> GIVEN INFORMATION:
• • • •

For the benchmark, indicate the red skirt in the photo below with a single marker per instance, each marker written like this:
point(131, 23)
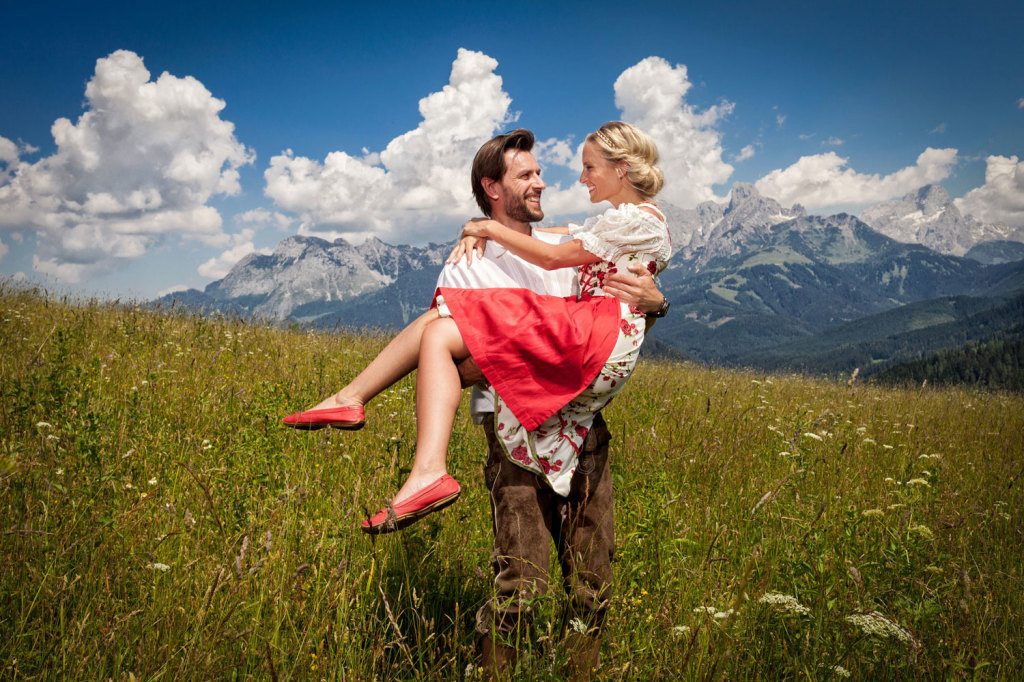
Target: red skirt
point(539, 352)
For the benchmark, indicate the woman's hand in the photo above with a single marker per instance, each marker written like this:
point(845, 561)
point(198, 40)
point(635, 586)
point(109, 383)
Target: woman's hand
point(477, 227)
point(466, 247)
point(637, 289)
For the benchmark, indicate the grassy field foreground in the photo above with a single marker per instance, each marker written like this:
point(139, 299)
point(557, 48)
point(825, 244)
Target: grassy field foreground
point(160, 523)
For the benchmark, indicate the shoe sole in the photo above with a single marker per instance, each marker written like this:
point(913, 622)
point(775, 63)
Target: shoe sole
point(315, 426)
point(408, 519)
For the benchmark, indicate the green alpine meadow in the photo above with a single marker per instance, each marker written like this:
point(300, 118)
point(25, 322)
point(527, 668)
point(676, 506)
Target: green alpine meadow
point(160, 523)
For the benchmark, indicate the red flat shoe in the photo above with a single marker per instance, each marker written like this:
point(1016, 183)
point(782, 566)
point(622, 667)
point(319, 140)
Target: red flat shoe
point(433, 498)
point(349, 417)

• • • •

> EXERCISE:
Convert all of the material above into a Markdown table with the columns Row and Line, giving each non-blank line its own numbered row. Leave the pictures out of the table.

> RESPONSE FOR THIS EXERCISE:
| Row | Line |
|---|---|
| 1 | For the benchmark, indicate the red skirt in the photo below with a single marker per instance, each marker written like this: |
| 2 | point(131, 23) |
| 3 | Target: red skirt |
| 4 | point(539, 352) |
| 5 | For the benchmark, indicate the woman's hand in the photo above with a single marker per instance, each marker written like this: |
| 6 | point(845, 561) |
| 7 | point(198, 40) |
| 8 | point(635, 586) |
| 9 | point(109, 383) |
| 10 | Target: woman's hand |
| 11 | point(477, 227) |
| 12 | point(466, 247) |
| 13 | point(637, 289) |
| 14 | For the benchmark, indicate the grassy field foreground in the photo above with a single marker per instance, each marker written like this: |
| 15 | point(139, 299) |
| 16 | point(557, 48) |
| 17 | point(825, 244) |
| 18 | Target: grassy field foreground |
| 19 | point(160, 523) |
| 20 | For the benchmark, indicate the shoe sole in the photo above with a single marker per instance, each marker written like this: |
| 21 | point(913, 622) |
| 22 | point(775, 63) |
| 23 | Target: shoe sole |
| 24 | point(315, 426) |
| 25 | point(408, 519) |
| 26 | For the benchmark, indicate the green alpine meadow in the photo above with a single marker per instance, each marker written like this: |
| 27 | point(300, 118) |
| 28 | point(25, 322) |
| 29 | point(527, 668) |
| 30 | point(676, 506) |
| 31 | Target: green alpine meadow |
| 32 | point(160, 523) |
| 33 | For the benchmark, indicate the red flat shoe in the photo above with a single marker per instance, each marker written like this: |
| 34 | point(1016, 183) |
| 35 | point(782, 566) |
| 36 | point(622, 667) |
| 37 | point(319, 140) |
| 38 | Target: red flat shoe |
| 39 | point(433, 498) |
| 40 | point(349, 417) |